[TASK BRIEF]
Set down the records word for word, everything from the line containing "Target: overhead power line" down to the line containing "(1211, 674)", both of those lines included.

+++ RECORDS SHOWN

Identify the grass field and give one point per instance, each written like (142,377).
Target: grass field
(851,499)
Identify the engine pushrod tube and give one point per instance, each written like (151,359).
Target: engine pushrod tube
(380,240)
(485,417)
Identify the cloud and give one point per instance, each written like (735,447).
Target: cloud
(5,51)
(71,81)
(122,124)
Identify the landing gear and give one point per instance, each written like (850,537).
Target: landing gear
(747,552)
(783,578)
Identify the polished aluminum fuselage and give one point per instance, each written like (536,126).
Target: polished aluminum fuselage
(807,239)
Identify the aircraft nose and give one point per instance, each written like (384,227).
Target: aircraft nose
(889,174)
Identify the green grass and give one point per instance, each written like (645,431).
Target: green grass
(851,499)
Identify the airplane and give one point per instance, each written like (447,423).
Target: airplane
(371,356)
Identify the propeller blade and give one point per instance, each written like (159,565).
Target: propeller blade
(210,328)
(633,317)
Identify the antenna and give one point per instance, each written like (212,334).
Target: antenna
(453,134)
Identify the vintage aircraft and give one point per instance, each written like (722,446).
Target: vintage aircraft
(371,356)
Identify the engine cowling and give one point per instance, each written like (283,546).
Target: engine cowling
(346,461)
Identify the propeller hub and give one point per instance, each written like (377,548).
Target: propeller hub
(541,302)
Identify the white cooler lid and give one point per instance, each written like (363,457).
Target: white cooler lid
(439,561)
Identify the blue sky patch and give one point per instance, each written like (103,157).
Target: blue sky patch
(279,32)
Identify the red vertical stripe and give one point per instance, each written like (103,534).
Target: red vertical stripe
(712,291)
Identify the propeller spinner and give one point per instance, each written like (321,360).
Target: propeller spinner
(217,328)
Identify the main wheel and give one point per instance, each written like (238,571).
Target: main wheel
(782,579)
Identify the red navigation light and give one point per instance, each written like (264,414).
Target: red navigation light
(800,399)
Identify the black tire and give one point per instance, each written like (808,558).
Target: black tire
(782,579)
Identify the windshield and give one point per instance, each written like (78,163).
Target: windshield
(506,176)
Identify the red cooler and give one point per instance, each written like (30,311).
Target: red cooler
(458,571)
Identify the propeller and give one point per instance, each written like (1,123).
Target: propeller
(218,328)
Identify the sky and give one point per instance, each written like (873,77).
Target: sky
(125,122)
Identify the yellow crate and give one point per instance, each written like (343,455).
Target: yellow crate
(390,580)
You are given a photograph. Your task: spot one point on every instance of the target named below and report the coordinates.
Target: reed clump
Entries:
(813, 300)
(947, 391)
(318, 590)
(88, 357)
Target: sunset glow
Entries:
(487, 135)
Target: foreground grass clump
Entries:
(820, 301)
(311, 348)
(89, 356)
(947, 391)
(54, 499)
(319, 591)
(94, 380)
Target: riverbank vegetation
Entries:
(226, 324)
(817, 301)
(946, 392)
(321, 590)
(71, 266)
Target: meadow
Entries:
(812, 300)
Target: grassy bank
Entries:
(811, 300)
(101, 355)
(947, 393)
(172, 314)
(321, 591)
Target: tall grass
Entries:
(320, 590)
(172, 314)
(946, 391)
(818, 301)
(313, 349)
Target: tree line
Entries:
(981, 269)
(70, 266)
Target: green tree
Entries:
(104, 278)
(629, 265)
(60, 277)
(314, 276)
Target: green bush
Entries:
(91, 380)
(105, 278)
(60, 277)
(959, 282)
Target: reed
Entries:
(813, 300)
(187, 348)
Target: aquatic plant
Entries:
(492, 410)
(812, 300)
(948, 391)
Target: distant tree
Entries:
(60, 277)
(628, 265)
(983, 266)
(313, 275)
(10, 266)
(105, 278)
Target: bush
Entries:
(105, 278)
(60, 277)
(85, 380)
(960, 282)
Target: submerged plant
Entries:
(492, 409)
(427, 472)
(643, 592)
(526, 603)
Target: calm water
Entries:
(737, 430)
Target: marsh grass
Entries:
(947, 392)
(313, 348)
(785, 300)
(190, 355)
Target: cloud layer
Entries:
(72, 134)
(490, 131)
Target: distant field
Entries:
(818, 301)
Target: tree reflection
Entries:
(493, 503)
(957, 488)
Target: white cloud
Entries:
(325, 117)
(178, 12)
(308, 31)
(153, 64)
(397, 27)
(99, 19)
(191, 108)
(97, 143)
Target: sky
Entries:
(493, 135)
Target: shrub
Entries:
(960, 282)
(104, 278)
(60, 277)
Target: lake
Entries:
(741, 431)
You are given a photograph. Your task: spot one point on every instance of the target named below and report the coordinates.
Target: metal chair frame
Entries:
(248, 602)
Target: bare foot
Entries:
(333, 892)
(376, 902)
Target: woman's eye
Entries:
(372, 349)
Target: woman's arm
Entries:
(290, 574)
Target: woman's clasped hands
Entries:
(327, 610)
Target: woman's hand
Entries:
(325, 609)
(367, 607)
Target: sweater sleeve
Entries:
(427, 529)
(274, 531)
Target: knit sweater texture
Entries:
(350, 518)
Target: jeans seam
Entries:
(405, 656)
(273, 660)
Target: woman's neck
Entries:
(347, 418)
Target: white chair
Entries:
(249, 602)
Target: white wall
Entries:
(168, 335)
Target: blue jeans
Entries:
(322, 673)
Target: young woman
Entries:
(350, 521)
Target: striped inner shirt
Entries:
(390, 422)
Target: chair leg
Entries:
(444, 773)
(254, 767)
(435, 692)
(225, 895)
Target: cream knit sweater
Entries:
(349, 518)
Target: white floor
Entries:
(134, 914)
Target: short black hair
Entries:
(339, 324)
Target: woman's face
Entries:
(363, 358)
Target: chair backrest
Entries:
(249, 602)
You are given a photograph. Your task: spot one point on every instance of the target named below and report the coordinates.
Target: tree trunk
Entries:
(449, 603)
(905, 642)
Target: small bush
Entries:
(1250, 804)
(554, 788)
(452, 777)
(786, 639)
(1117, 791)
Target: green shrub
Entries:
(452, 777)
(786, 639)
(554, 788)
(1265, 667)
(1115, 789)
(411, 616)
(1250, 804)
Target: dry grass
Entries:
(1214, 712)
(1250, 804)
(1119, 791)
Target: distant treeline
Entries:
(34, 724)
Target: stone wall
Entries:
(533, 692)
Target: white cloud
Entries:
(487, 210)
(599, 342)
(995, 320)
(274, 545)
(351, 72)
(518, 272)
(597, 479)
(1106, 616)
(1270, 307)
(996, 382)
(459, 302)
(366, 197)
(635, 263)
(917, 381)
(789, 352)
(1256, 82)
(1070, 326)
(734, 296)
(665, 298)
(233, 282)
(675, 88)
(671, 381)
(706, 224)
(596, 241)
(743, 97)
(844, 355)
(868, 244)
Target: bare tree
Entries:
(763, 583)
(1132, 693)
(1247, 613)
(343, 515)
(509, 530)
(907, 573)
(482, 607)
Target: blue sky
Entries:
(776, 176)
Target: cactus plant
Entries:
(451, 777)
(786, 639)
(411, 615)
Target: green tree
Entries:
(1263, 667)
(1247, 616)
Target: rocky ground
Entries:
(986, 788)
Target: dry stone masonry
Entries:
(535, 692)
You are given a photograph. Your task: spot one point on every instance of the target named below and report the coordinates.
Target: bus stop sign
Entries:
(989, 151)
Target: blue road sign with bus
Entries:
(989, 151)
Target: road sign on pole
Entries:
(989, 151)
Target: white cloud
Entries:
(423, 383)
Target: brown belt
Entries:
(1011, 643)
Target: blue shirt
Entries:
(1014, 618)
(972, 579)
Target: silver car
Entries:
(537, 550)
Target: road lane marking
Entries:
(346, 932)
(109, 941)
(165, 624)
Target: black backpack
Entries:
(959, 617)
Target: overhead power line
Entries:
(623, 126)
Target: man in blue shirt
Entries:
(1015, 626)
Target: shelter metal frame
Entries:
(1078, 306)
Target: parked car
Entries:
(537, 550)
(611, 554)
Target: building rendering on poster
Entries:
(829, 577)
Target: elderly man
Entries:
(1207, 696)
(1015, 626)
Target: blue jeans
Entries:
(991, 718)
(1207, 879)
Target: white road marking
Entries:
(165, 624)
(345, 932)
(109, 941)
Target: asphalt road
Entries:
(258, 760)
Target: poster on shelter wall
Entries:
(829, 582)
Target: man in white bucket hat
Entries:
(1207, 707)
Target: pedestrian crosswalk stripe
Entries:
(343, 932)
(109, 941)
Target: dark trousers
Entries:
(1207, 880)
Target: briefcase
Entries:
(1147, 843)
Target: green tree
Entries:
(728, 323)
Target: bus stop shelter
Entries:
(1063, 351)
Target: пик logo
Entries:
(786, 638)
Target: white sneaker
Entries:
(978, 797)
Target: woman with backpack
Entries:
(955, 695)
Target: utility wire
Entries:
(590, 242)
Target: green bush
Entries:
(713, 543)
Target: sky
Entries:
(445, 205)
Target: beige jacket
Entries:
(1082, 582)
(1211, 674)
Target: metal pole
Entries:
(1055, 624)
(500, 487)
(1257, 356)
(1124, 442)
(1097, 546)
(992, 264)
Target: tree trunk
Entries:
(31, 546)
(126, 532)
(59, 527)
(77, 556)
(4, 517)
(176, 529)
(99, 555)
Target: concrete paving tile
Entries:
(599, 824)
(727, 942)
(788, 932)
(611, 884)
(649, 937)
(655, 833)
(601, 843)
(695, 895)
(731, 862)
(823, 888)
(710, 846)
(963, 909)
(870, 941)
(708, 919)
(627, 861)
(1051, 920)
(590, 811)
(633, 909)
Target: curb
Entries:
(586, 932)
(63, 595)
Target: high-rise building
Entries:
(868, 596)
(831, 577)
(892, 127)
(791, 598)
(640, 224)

++++++

[RESULT FOR THIS TASK]
Target: overhead power line
Entries:
(623, 126)
Target: man in blue shirt
Entries:
(1015, 626)
Target: shelter metal frame
Entries:
(1078, 306)
Target: parked car
Entries:
(537, 550)
(611, 554)
Target: building rendering on poster
Entries:
(829, 577)
Target: elderly man
Entries:
(1207, 696)
(1015, 626)
Target: blue jeans
Entries:
(991, 718)
(1207, 879)
Target: white road marking
Entries:
(165, 624)
(345, 932)
(109, 941)
Target: asphalt road
Entries:
(258, 760)
Target: poster on shelter wall
Entries:
(829, 582)
Target: man in white bucket hat
Entries:
(1207, 707)
Target: pedestrian crosswalk stripe
Entries:
(343, 932)
(109, 941)
Target: dark trousers
Entries:
(1207, 880)
Target: briefcase
Entries:
(1147, 843)
Target: green tree
Entries:
(728, 323)
Target: bus stop shelter
Entries:
(1063, 351)
Target: пик logo
Entries:
(786, 638)
Target: white sneaker
Entries:
(978, 797)
Target: woman with backpack
Entries:
(955, 695)
Target: utility wire
Entries:
(590, 242)
Target: green bush
Entries:
(713, 543)
Target: sky
Entries:
(445, 205)
Target: beige jacket
Entries:
(1082, 582)
(1211, 674)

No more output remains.